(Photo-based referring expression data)
☆ ☆ ☆ ☆ ☆
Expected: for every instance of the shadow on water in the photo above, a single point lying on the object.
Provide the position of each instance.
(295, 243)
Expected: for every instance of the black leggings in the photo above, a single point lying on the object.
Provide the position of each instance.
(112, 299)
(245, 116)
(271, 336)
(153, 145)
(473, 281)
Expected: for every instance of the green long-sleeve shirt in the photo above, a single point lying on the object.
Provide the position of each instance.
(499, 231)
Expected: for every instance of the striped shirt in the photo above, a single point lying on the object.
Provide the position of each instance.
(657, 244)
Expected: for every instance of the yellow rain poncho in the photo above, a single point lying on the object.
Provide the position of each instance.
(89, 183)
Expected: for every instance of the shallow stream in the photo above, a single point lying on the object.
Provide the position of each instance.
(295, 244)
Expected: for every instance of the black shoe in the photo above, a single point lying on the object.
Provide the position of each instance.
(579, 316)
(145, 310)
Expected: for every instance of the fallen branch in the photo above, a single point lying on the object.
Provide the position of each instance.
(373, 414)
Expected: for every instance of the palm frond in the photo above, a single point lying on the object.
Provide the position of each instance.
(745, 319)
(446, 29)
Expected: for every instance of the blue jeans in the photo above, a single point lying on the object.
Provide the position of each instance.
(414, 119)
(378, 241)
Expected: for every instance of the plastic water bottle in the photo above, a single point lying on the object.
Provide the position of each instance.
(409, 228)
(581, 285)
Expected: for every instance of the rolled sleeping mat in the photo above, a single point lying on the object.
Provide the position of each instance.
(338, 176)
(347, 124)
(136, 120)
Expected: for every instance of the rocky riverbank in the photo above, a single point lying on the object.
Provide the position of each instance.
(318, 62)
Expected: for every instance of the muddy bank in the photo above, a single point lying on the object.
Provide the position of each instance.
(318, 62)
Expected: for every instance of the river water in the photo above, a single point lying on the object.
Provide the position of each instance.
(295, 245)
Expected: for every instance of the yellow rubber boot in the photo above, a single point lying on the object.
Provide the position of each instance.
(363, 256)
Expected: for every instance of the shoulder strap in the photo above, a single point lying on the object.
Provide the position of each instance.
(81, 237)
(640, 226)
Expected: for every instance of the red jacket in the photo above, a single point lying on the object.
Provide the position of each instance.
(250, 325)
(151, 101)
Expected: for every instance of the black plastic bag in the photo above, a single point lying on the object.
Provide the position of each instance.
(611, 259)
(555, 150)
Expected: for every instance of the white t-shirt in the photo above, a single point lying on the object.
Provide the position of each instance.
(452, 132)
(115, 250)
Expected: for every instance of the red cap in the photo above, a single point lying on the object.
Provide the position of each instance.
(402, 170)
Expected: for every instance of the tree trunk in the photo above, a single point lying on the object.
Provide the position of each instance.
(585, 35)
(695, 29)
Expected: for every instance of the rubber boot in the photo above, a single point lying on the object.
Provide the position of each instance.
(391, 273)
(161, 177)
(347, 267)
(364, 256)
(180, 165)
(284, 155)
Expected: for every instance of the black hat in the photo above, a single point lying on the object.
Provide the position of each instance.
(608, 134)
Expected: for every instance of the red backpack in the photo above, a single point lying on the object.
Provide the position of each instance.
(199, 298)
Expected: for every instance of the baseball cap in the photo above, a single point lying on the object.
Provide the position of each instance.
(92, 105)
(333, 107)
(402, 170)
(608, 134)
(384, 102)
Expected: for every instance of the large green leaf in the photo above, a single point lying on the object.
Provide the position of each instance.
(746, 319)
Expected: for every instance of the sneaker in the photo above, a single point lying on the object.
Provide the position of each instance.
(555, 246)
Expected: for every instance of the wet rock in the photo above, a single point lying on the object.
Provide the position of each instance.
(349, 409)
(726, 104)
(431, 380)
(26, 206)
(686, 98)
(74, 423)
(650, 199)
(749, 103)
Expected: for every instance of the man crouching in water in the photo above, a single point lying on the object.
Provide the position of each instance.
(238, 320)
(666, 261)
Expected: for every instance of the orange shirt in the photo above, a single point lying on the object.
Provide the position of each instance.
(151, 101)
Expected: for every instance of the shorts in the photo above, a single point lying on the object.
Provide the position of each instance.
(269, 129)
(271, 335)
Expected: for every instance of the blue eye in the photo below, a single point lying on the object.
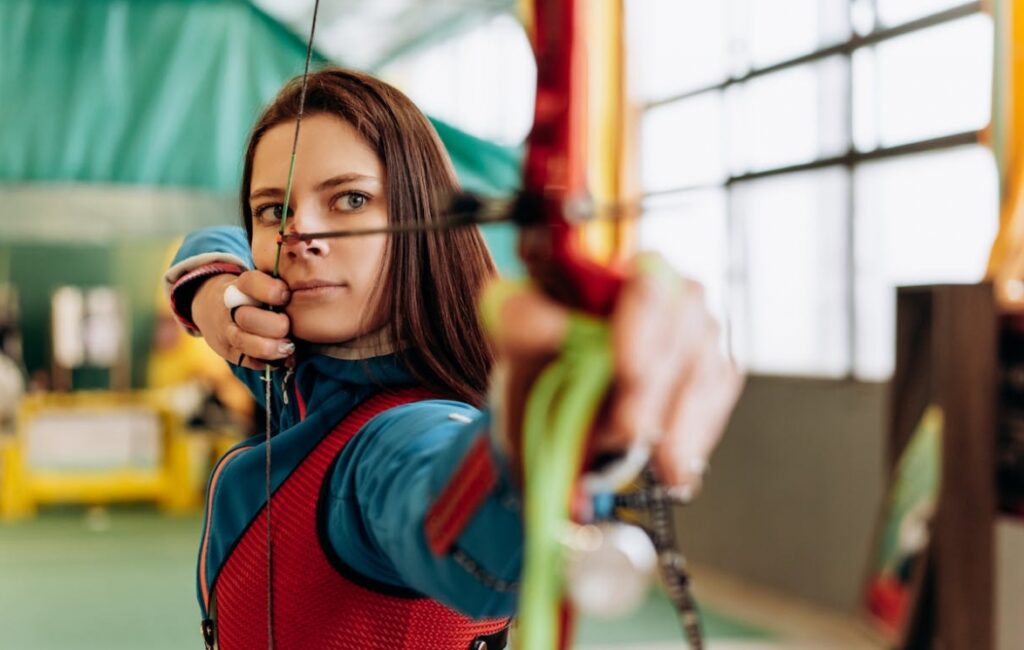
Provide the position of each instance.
(269, 213)
(351, 201)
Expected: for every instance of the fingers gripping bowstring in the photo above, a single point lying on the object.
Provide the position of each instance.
(267, 371)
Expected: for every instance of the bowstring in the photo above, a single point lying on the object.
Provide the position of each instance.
(267, 372)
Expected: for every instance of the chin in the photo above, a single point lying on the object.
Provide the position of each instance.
(323, 330)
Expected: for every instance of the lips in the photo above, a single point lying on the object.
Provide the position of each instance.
(315, 284)
(314, 289)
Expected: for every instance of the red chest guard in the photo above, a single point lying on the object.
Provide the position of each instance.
(316, 607)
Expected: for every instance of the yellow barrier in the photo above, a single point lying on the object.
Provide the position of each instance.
(25, 485)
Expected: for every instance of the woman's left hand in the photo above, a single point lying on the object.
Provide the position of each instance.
(674, 387)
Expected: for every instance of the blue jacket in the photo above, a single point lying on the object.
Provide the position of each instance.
(389, 475)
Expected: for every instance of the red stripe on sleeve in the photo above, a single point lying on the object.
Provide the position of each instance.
(469, 487)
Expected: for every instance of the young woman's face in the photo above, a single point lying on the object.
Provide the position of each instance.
(338, 184)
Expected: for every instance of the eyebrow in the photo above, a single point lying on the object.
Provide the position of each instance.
(334, 181)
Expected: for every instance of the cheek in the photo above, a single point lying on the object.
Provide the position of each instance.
(370, 255)
(264, 250)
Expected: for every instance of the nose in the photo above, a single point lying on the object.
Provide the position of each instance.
(305, 221)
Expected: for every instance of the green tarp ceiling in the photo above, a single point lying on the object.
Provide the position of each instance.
(158, 93)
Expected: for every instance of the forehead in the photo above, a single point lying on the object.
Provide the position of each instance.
(328, 146)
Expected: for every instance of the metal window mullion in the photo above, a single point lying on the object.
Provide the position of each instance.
(847, 47)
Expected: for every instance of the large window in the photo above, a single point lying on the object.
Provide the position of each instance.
(804, 158)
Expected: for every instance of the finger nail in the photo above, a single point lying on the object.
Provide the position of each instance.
(682, 493)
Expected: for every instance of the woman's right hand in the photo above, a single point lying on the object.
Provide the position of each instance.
(255, 335)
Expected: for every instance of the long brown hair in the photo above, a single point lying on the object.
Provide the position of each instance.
(430, 280)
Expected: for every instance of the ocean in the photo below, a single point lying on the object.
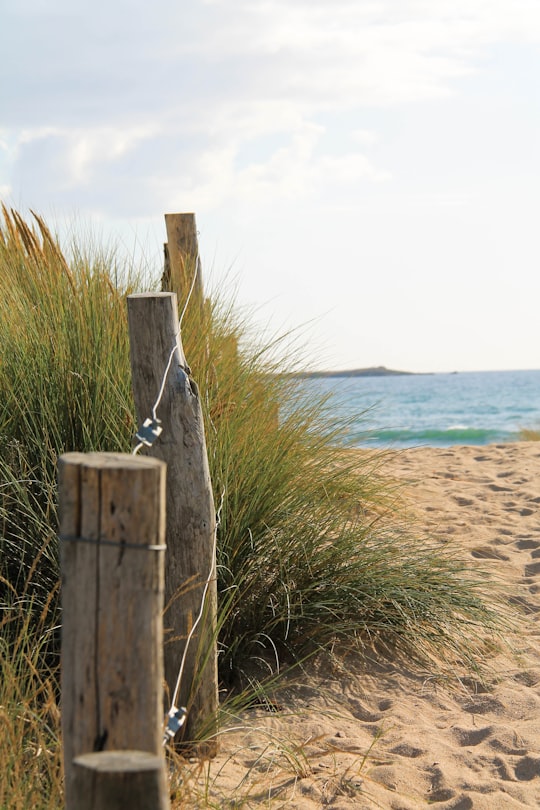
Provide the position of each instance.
(436, 410)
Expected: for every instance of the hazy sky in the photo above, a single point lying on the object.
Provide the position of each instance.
(369, 166)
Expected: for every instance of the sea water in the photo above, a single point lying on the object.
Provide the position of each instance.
(437, 410)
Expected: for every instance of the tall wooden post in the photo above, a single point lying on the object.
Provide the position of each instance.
(112, 533)
(182, 258)
(154, 335)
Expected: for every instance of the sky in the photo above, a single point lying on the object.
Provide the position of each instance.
(367, 171)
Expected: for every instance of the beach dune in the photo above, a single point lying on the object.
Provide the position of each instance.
(429, 743)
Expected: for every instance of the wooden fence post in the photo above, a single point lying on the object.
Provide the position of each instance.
(182, 258)
(116, 780)
(112, 534)
(154, 335)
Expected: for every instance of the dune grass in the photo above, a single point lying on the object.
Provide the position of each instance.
(310, 552)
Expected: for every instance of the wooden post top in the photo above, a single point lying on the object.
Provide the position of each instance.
(110, 461)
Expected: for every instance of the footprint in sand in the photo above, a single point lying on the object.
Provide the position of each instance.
(407, 750)
(469, 737)
(531, 569)
(488, 553)
(527, 543)
(527, 768)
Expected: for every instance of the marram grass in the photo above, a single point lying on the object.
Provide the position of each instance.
(310, 553)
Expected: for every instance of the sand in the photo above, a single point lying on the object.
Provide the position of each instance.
(377, 735)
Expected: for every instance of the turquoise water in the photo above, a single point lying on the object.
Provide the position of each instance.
(437, 410)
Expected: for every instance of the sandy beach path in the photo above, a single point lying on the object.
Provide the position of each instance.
(452, 747)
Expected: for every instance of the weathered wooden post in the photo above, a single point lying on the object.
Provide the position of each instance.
(112, 541)
(155, 342)
(116, 780)
(182, 258)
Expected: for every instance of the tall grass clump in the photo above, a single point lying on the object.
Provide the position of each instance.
(30, 748)
(64, 385)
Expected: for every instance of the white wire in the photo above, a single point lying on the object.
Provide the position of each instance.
(203, 599)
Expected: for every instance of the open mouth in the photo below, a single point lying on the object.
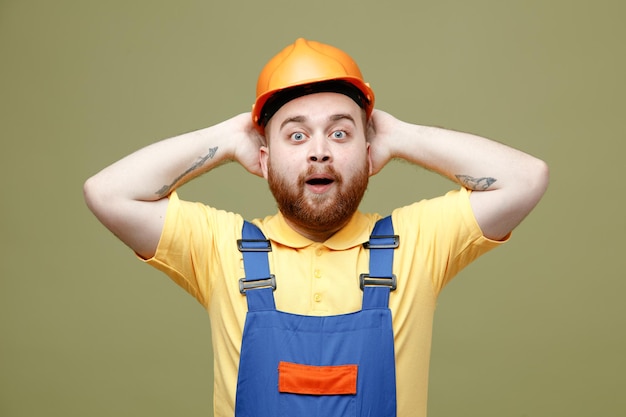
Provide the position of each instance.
(319, 181)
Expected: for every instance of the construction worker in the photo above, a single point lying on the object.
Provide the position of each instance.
(319, 309)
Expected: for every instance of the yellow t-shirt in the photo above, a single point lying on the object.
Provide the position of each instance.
(438, 237)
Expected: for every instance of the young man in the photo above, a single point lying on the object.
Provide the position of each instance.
(309, 330)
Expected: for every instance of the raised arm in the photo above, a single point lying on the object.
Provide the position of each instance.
(130, 196)
(507, 183)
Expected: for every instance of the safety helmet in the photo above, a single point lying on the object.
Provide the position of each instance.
(307, 67)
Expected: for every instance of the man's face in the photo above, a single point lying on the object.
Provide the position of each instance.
(317, 161)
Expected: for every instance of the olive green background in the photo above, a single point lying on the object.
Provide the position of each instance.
(535, 328)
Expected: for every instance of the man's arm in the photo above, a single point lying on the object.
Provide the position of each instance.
(507, 183)
(130, 196)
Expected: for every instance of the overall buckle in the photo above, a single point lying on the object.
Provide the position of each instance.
(365, 280)
(245, 285)
(389, 245)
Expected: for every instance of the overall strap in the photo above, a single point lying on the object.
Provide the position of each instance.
(380, 281)
(258, 284)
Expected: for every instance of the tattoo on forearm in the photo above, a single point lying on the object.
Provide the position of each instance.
(476, 184)
(166, 189)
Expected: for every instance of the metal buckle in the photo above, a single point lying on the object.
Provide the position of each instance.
(370, 245)
(367, 281)
(256, 248)
(269, 282)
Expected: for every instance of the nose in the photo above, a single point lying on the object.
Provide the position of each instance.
(319, 151)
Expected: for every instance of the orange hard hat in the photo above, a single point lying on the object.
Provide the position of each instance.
(307, 67)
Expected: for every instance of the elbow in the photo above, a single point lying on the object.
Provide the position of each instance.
(538, 179)
(94, 193)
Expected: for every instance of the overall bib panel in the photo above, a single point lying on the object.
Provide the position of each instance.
(294, 365)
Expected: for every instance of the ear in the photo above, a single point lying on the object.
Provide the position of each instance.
(264, 154)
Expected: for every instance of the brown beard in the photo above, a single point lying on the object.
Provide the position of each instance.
(318, 213)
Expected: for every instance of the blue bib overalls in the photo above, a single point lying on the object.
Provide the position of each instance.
(307, 366)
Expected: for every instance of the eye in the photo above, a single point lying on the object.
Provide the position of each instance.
(339, 134)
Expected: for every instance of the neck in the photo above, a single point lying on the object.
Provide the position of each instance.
(314, 234)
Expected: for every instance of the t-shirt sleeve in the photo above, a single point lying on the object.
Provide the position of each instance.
(188, 248)
(441, 236)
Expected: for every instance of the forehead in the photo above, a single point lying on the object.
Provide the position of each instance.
(316, 108)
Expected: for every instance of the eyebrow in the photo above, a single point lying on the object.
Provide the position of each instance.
(333, 118)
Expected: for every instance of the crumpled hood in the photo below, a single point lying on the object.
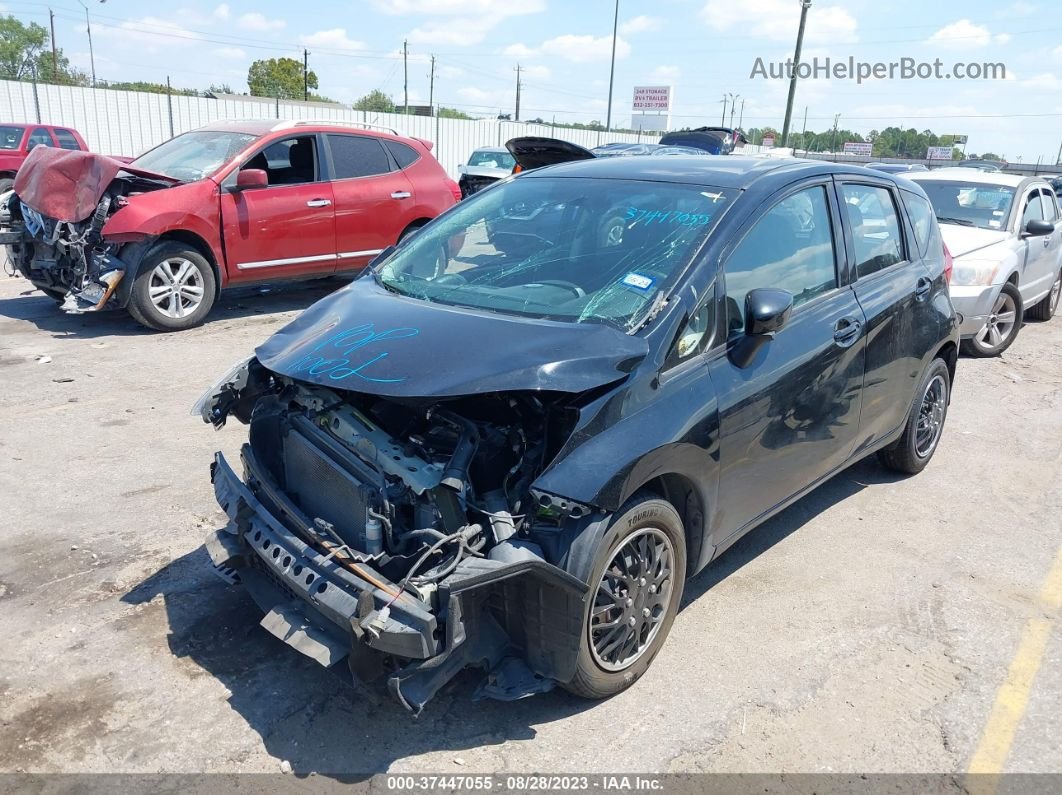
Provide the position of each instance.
(964, 240)
(67, 185)
(365, 339)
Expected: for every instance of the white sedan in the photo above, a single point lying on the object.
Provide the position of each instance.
(1000, 230)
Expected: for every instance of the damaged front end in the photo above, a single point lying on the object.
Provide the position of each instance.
(54, 232)
(403, 535)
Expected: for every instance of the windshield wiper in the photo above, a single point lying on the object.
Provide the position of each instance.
(959, 221)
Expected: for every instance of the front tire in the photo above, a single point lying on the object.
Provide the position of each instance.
(174, 288)
(925, 422)
(636, 580)
(1045, 309)
(1001, 327)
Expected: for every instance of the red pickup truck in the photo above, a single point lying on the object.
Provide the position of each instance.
(16, 140)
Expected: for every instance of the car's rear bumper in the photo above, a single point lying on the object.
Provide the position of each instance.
(974, 306)
(489, 612)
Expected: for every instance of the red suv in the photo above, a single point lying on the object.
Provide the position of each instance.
(233, 203)
(16, 140)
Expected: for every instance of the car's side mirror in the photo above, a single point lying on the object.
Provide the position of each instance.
(249, 178)
(766, 312)
(1037, 228)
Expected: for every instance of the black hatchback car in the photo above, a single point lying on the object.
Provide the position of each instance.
(512, 456)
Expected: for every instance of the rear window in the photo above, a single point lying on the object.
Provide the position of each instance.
(11, 136)
(355, 156)
(492, 160)
(404, 155)
(66, 139)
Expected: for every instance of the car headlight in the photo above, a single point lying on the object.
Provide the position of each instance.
(974, 273)
(233, 381)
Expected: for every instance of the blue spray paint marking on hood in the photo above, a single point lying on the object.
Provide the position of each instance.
(365, 339)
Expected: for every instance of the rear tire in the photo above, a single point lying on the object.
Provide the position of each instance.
(925, 422)
(997, 334)
(1046, 309)
(174, 288)
(637, 575)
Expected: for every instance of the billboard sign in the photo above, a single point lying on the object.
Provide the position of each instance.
(652, 98)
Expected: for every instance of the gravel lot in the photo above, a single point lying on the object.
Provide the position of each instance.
(867, 628)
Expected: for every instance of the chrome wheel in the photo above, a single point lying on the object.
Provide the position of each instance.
(632, 600)
(999, 324)
(176, 288)
(930, 417)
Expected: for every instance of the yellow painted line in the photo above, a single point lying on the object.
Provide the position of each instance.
(1013, 696)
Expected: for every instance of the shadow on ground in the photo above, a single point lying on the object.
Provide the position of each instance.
(34, 307)
(313, 719)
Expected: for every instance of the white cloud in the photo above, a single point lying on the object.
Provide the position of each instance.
(259, 22)
(582, 49)
(665, 73)
(640, 23)
(333, 38)
(455, 7)
(778, 19)
(519, 51)
(962, 34)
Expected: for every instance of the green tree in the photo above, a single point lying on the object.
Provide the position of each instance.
(26, 52)
(375, 101)
(279, 78)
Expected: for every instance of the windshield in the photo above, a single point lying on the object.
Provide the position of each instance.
(493, 160)
(11, 136)
(969, 203)
(575, 249)
(193, 155)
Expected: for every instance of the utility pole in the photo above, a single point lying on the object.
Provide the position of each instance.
(55, 57)
(612, 69)
(517, 115)
(431, 84)
(88, 29)
(405, 69)
(804, 5)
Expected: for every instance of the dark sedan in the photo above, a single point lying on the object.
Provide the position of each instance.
(513, 458)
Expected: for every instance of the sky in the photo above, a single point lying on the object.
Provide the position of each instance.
(704, 49)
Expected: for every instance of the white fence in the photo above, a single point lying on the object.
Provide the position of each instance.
(131, 122)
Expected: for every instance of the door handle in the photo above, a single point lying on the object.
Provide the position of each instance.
(846, 331)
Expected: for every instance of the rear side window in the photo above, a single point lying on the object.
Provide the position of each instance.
(66, 139)
(875, 227)
(39, 137)
(790, 247)
(355, 155)
(1050, 207)
(922, 218)
(404, 155)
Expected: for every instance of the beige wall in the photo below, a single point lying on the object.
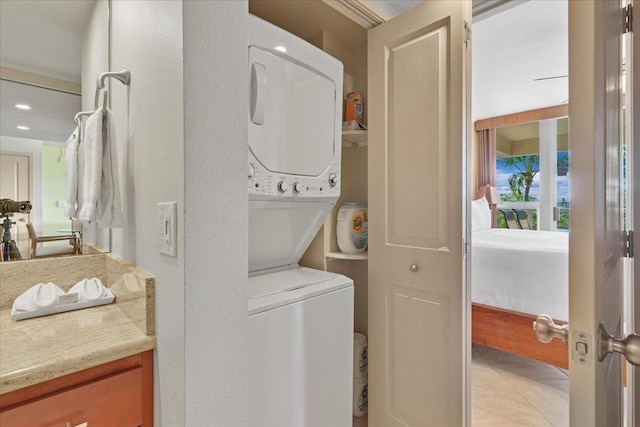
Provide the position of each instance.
(146, 38)
(216, 88)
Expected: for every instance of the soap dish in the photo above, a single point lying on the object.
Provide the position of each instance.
(44, 299)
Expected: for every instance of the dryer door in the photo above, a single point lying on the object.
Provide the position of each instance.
(292, 115)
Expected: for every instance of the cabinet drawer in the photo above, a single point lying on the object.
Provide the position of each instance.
(111, 401)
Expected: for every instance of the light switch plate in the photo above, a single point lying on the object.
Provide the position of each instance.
(167, 228)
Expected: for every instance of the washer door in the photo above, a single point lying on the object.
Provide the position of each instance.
(291, 115)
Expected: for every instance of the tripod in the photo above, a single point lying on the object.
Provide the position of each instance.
(10, 250)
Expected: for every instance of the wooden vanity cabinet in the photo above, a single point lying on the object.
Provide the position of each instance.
☆ ☆ ☆ ☆ ☆
# Task
If a line in the data above holds the string "front", report that line.

# Answer to this problem
Expected: for every instance of the damaged front end in the photo above, a single point lying on the object.
Expected: for every instance of the front tire in the photo above, a single point lying on the object.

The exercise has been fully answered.